● **Your objective**
Please carry the forum thread below on sharing t-shirt designs further, starting right after its last line.

● **Reading passage**
==============================

# sharing



## Got T (Mar 12, 2012)

Members of this forum share a lot with others, does anyone share designs? I understand why graphic designers may not want to hear about this, but skip the royalties, add courtesty, and we'll all be able to sell more t's! I look at sites, shops, what worn and use what I like, wouldn't you? Lot's of sites with graphic's out there, but nothing I've found that would compare to us posting what we have produced that actually works. Who knows, what's hot in Denver might just be great in the Windy City with just a change here or there? I don't mean taking the design across town and popping a bunch out in their back yard but sharing ideals of art. Once again, we're in business to sell tranfers/cloths not art designs as a whole. Happy pressing.


----------



## lben (Jun 3, 2008)

People want their own designs and they don't want to share them without a profit. Taking what someone else has done and copying it would be intellectual property theft, so we don't do that either. I don't think this site allows for sharing of files and stuff anyhow.


----------



## Sport T (Nov 10, 2010)

==============================

● **Dataset extract**
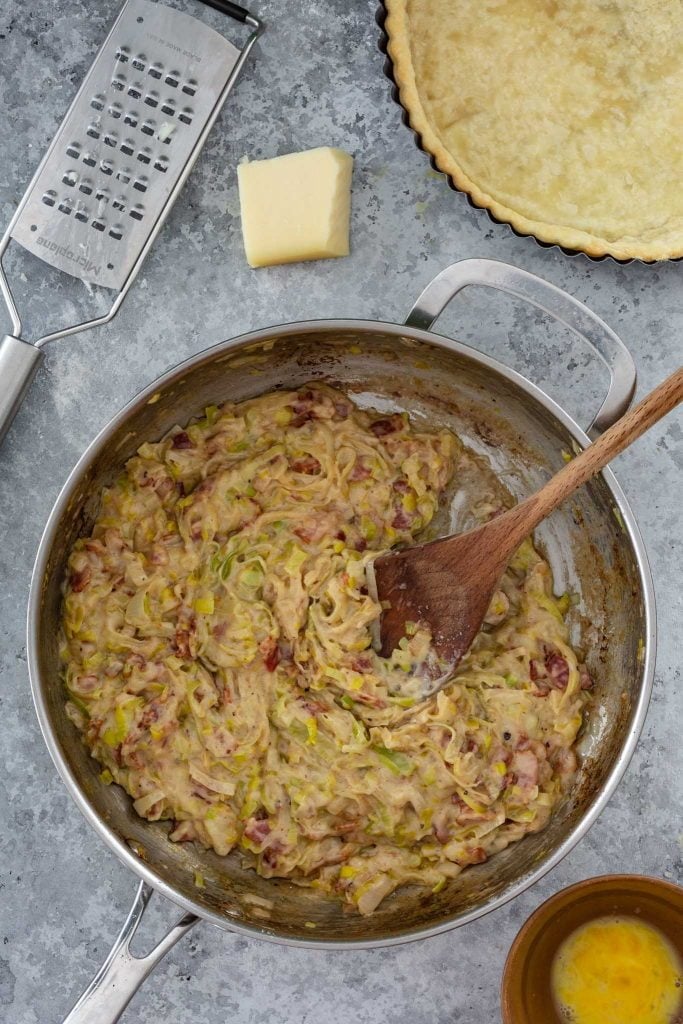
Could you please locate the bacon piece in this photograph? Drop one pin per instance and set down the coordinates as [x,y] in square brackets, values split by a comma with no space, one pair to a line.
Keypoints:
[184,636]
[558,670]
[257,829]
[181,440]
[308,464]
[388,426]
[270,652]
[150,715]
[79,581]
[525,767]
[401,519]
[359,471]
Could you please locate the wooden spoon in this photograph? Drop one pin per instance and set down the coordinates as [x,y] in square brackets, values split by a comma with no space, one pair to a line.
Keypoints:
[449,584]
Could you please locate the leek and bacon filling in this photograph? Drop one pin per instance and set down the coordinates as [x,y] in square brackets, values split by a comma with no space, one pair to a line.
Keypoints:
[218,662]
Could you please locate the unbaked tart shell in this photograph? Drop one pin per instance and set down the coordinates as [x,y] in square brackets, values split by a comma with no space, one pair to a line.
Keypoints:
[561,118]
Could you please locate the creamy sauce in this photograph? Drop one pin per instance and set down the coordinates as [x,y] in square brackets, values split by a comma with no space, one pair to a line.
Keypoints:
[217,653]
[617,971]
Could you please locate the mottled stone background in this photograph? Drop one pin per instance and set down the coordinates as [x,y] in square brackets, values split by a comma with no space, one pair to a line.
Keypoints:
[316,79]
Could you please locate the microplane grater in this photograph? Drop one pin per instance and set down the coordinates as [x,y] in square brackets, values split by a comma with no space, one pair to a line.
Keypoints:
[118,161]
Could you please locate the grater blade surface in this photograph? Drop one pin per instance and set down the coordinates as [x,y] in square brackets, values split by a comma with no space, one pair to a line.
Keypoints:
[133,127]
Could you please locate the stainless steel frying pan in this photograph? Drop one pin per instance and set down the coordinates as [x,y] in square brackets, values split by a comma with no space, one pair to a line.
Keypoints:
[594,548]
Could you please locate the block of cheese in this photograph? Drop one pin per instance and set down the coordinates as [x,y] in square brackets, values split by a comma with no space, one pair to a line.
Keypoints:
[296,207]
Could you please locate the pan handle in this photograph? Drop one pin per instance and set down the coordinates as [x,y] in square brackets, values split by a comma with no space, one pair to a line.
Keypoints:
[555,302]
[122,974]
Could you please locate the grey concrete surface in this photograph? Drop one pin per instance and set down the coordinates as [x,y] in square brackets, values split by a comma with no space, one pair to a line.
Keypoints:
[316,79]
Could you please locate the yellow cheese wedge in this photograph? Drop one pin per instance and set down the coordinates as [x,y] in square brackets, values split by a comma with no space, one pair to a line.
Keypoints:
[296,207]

==============================

● **Output below**
Bad idea. Sounds like you just want to save some bucks on graphic design.


----------



## selanac (Jan 8, 2007)

Got T, you're right GD's don't like that. This site actually has many Gd's, not just screen printers. 

The way I approach it, and not always successful. However, I have an amount per t-shirt I sell with their design. Some like it, and some don't. For those that don't want you to license their design. 

If you license it from them many will charge like for example $35 per design, and you use it as much as you want. I propose, $1.00 per t-shirt I sell. If I sell 1000, they make $1,000. If I choose their way they make $35.00. 

If their designs are Hot, they and the seller is honest, they stand to make a whole lot more money. 

I'm sure many will chime in with their pro's and cons, but it's really between you and the GD what you pay.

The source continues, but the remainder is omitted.